> [Descrição do exercício]
Prossiga o texto biográfico sobre Teixeira de Pascoaes, escrevendo a continuação logo após a última frase apresentada.

> [Excerto da fonte]
+++

Teixeira de Pascoaes

No seguimento dos grandes pensadores portugueses e das profecias do V Imperio:
PASCOAES (TEIXEIRA DE) – Joaquim Pereira Teixeira de Vasconcelos, Amarante, 2.11.1877 – S. João de Gatão (Amarante), 14.12.1952. Bacharel em Direito pela Universidade de Coimbra, proprietário e escritor, exerceu advocacia durante algum tempo mas dedicou se sobretudo à poesia, deixando publicada uma obra literária vasta e importante (Sempre, 1898; Terra Proibida, 1899; Vida Eterna, 1906; As Sombras, 1907; Senhora da Noite, 1909; Maranus, 1911; O Saudosismo, 1912; Regresso ao Paraíso, 1912; Elegias, 1913; O Doido e a Morte, 1913; Verbo Escuro, 1914; A Arte de ser Português, 1915; Elegia do Amor, 1924; Sonetos, 1925; Painel, 1935; O Homem Universal, 1937; Versos Pobres, 1949; Últimos Versos, 1953. Dirigiu a revista A Águia, orgão do movimento “Renascença Portuguesa”.

+++

> [Conteúdo dos dados]
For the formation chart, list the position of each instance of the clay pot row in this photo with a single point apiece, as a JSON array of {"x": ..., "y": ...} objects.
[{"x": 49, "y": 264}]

+++

> [Resposta ao exercício]
Uma das figuras mais proeminentes da literatura e da cultura portuguesas do século XX, Teixeira de Pascoaes (Joaquim Pereira Teixeira de Vasconcelos) é estruturalmente um poeta-filósofo, mesmo quando se instaura como mentor do Saudosismo ou resvala da poesia para outros géneros literários, cujo hibridismo (de géneros e de linguagem) tem vindo a ser explorado pela crítica moderna. Nascido a 2 de novembro de 1877, em Amarante (Gatão), cursa Direito em Coimbra (1896-1901) e chega a exercer profissão, durante dez anos, no Porto, entregando-se depois, e até à data da sua morte (1952), à escrita, recolhido no solar cujo nome adotou (Pascoaes), no seio da paisagem da sua intimidade, o Marão e o Tâmega, que eleva, enquanto canto à Terra e à Natureza, em termos míticos e místicos, a uma figura integral do Mundo e do destino humano.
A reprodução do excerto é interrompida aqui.